DATA FOR PROCESSING
— start —

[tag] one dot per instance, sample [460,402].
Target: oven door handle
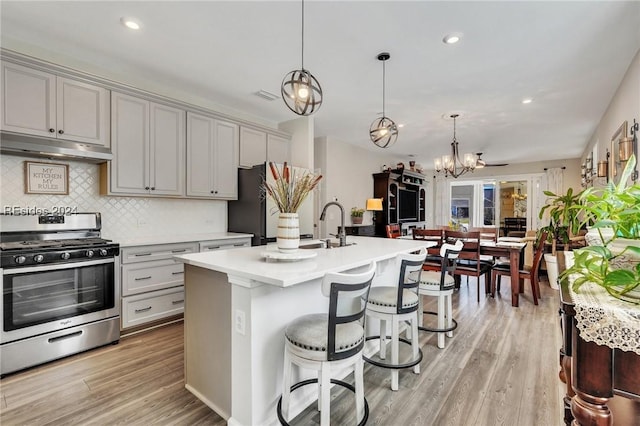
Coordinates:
[46,268]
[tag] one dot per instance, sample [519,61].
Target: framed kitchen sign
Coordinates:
[46,178]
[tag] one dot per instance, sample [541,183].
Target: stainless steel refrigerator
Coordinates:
[253,213]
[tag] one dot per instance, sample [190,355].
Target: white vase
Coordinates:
[288,236]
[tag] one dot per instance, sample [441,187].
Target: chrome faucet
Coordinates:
[342,235]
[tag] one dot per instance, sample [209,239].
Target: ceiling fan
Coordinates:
[480,163]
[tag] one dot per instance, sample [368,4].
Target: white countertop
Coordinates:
[185,238]
[249,263]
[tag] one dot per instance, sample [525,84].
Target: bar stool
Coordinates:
[440,284]
[333,341]
[396,304]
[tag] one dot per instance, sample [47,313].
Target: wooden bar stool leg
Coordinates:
[449,315]
[441,321]
[383,339]
[286,386]
[394,353]
[325,397]
[415,342]
[359,379]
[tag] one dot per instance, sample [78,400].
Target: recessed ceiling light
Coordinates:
[452,38]
[131,23]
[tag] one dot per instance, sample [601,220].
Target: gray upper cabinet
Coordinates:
[212,157]
[258,146]
[42,104]
[277,149]
[253,147]
[148,143]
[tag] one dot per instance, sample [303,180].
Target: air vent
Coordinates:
[267,95]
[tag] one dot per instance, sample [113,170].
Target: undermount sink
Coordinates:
[322,244]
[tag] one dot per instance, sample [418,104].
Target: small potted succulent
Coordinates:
[356,215]
[612,259]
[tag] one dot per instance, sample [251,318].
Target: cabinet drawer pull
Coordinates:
[66,336]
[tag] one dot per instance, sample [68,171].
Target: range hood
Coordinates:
[36,146]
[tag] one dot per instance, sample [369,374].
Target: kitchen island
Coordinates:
[237,305]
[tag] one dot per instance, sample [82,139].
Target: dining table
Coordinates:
[511,248]
[504,247]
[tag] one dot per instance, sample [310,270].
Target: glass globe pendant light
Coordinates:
[300,90]
[383,130]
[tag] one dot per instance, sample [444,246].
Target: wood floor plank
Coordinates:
[500,368]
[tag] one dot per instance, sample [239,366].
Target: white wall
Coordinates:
[571,175]
[123,218]
[347,171]
[301,130]
[625,105]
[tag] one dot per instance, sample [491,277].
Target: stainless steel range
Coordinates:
[60,293]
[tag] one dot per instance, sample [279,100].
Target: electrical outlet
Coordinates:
[240,321]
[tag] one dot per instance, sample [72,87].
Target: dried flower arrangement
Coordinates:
[290,189]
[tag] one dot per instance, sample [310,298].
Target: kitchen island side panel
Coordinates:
[207,335]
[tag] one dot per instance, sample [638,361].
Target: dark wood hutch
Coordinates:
[603,384]
[403,196]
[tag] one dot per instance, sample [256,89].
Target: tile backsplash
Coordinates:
[122,217]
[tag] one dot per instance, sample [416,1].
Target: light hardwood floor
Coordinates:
[500,368]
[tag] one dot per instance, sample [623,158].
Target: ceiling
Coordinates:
[569,57]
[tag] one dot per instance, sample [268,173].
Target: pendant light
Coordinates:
[300,90]
[383,130]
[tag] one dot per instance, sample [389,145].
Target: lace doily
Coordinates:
[605,320]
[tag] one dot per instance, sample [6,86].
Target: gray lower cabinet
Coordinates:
[153,281]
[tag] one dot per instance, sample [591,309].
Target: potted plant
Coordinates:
[288,191]
[612,259]
[356,215]
[563,223]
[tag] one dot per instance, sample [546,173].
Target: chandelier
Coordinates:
[451,165]
[300,90]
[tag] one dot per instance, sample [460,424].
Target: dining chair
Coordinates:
[393,230]
[440,284]
[527,272]
[469,262]
[433,260]
[328,342]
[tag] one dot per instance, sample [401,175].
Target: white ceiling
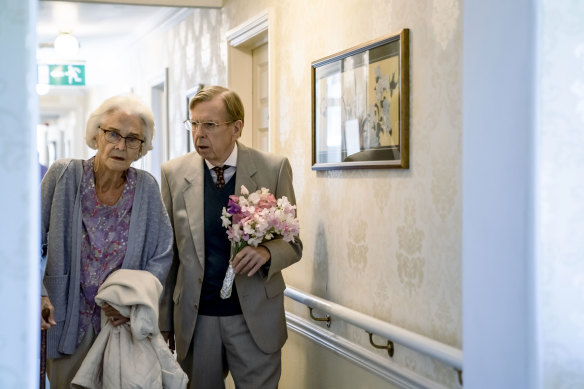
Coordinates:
[96,25]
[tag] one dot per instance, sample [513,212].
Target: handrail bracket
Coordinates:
[327,318]
[389,347]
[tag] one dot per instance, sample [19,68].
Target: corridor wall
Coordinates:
[383,242]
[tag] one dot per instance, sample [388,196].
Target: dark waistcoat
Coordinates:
[217,252]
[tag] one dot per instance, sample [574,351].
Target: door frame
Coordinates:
[241,41]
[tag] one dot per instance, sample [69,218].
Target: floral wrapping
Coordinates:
[253,218]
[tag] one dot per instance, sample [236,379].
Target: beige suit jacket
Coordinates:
[261,297]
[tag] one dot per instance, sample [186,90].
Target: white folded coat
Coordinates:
[134,354]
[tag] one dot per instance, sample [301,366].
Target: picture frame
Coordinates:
[360,106]
[189,95]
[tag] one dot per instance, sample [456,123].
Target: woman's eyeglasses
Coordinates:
[113,137]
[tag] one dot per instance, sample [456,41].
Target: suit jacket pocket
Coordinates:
[275,286]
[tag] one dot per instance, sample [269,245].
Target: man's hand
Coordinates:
[249,260]
[169,338]
[113,315]
[47,313]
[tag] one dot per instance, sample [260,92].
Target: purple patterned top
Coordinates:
[103,246]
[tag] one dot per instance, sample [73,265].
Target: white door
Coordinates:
[260,99]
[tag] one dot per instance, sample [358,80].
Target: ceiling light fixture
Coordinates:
[66,45]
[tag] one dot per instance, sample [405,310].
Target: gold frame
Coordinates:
[354,107]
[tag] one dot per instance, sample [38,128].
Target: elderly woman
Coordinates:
[98,215]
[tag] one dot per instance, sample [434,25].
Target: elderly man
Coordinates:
[244,333]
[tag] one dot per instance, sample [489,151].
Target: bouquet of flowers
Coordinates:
[253,218]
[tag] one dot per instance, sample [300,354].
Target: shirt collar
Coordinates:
[231,160]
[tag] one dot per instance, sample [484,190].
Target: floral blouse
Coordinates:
[103,247]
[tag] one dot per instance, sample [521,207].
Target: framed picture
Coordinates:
[189,95]
[360,106]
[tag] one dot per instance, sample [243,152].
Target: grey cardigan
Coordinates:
[149,246]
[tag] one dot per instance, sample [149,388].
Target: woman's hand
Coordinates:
[47,312]
[113,315]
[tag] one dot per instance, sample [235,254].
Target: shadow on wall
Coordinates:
[320,275]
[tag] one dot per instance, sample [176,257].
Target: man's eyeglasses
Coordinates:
[113,137]
[192,125]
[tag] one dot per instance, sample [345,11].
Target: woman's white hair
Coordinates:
[129,104]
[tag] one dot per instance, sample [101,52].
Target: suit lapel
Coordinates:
[194,202]
[246,169]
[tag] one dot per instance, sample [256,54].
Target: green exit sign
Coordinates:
[61,74]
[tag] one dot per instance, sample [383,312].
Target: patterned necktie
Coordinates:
[220,178]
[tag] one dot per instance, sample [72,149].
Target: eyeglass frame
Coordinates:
[120,137]
[192,125]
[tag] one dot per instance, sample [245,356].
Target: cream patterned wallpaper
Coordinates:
[384,242]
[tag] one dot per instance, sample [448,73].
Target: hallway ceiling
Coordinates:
[96,26]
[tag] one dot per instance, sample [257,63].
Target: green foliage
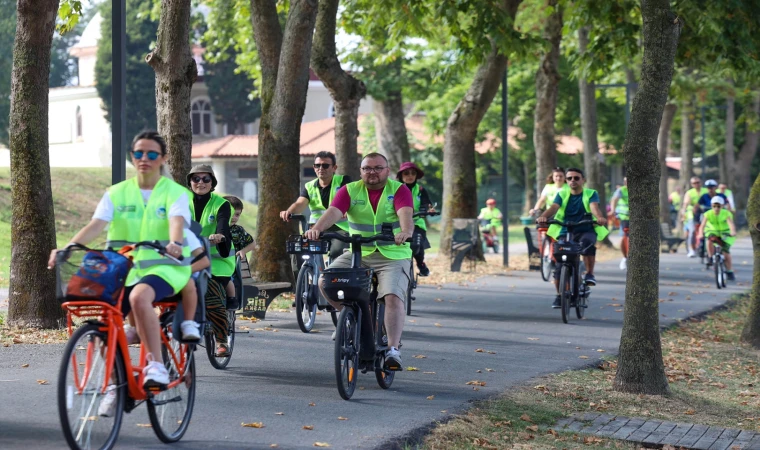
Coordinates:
[141,95]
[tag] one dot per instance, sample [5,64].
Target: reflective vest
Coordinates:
[554,229]
[418,221]
[134,221]
[220,266]
[315,200]
[363,220]
[621,208]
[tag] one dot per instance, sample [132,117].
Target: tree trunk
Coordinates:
[284,59]
[345,90]
[547,88]
[743,164]
[751,331]
[32,286]
[175,74]
[459,180]
[687,145]
[663,144]
[640,367]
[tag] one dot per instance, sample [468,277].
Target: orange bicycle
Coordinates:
[97,361]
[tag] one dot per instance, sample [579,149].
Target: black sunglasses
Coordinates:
[205,179]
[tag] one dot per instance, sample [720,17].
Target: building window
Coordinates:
[201,118]
[79,122]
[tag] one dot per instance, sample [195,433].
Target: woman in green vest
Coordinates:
[409,173]
[145,208]
[214,213]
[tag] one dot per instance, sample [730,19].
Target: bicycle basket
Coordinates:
[299,245]
[565,248]
[356,284]
[95,275]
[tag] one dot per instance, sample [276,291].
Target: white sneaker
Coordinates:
[107,407]
[190,330]
[156,376]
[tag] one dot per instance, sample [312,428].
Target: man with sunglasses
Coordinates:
[573,205]
[318,194]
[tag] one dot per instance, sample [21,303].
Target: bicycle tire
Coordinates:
[305,315]
[66,395]
[165,408]
[346,353]
[384,377]
[546,259]
[565,292]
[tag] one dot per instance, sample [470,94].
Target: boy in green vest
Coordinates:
[572,205]
[719,223]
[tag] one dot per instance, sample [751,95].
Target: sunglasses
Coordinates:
[205,179]
[152,154]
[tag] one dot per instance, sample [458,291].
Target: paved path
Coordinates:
[509,317]
[658,433]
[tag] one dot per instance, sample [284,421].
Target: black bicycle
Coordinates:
[567,253]
[416,248]
[350,287]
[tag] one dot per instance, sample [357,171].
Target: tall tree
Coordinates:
[640,367]
[32,286]
[345,90]
[176,72]
[547,88]
[284,53]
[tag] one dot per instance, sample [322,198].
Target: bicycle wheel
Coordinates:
[170,410]
[346,353]
[546,259]
[384,377]
[305,314]
[80,382]
[566,291]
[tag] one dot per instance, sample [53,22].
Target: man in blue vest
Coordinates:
[369,203]
[571,206]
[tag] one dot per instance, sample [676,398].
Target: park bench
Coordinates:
[464,240]
[257,296]
[668,239]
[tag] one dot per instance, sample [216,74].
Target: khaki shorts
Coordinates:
[392,274]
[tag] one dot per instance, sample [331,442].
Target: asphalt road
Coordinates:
[287,371]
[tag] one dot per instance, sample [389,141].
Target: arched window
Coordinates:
[200,115]
[79,122]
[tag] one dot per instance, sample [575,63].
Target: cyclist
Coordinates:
[368,204]
[554,183]
[146,207]
[214,214]
[571,205]
[688,209]
[318,194]
[619,205]
[492,213]
[719,222]
[409,173]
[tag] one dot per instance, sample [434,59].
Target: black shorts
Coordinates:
[159,285]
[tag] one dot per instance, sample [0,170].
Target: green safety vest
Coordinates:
[418,221]
[492,215]
[315,200]
[621,208]
[554,229]
[134,221]
[220,266]
[363,220]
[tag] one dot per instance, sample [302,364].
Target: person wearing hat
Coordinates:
[409,173]
[213,212]
[719,222]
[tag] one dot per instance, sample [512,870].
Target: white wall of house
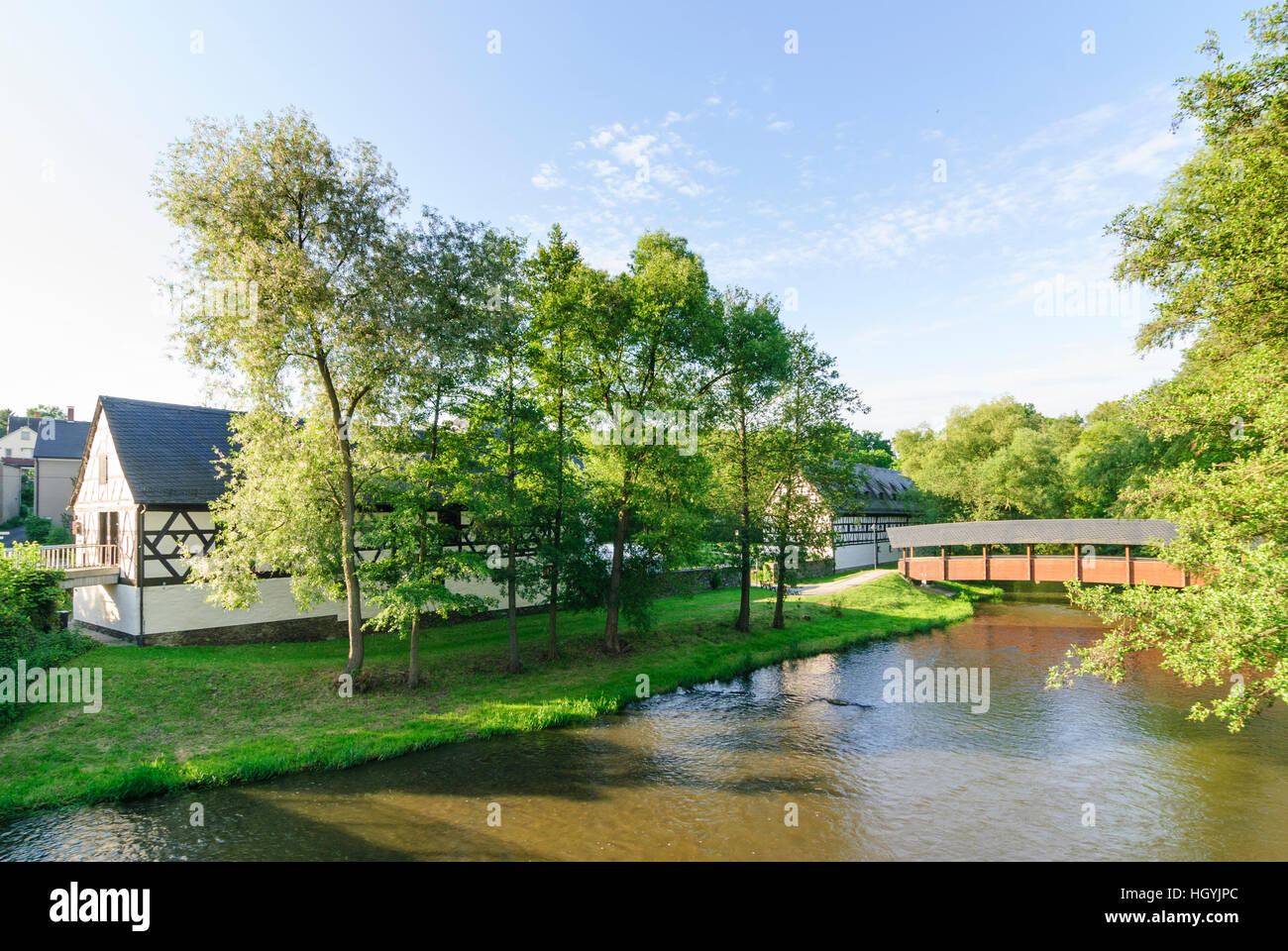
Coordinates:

— end —

EXERCISE OBJECTIVE
Retype, without any picture, exactly the lines from the one with "[tag] one dot per instance, sample [751,95]." through the end of the entries, inclusive.

RESULT BELOW
[tag] one dot per instance, sample [751,95].
Target: sunglasses
Coordinates:
[205,179]
[152,154]
[tag] one dot per instance, sample [458,291].
Target: paved path
Coordinates:
[509,317]
[658,433]
[tag] one dot per instance, sample [284,421].
Target: black bicycle
Coordinates:
[567,253]
[416,248]
[350,287]
[tag] one dot per instance, sample [357,171].
Target: tall tree
Coordinates:
[640,367]
[32,286]
[345,90]
[176,72]
[547,88]
[284,53]
[tag] one dot per instance, sample [322,198].
Target: bicycle wheel
Coordinates:
[170,410]
[346,353]
[546,259]
[384,377]
[305,314]
[80,382]
[566,291]
[tag] one dot per instance, sample [53,22].
Target: man in blue vest
Coordinates:
[369,203]
[571,206]
[tag] one dot per instance, sample [676,398].
Target: park bench
Coordinates:
[464,240]
[257,296]
[668,239]
[tag] one dot per instance, sample [216,74].
Target: khaki shorts
Coordinates:
[392,274]
[tag] one dot per instance, sample [331,442].
Target: asphalt road
Coordinates:
[287,371]
[tag] one dot per instance, sample [389,141].
Target: arched window
Coordinates:
[200,115]
[79,122]
[tag] one dot per instance, sample [575,63].
Target: cyclist
Coordinates:
[368,204]
[554,183]
[146,207]
[214,214]
[571,205]
[688,209]
[318,194]
[619,205]
[492,213]
[719,222]
[409,173]
[tag] one dot per instance, sample [434,59].
Target: black shorts
Coordinates:
[159,285]
[tag] one dot per instance, sample [0,170].
Target: green safety vest
Coordinates:
[418,221]
[492,215]
[315,200]
[621,208]
[554,229]
[134,221]
[220,266]
[363,220]
[tag] one dot per instance, sample [302,364].
Target: person wearing hat
Coordinates:
[409,173]
[213,212]
[719,222]
[tag] one dot per instance, sample [512,870].
Target: white wall of house
Coordinates:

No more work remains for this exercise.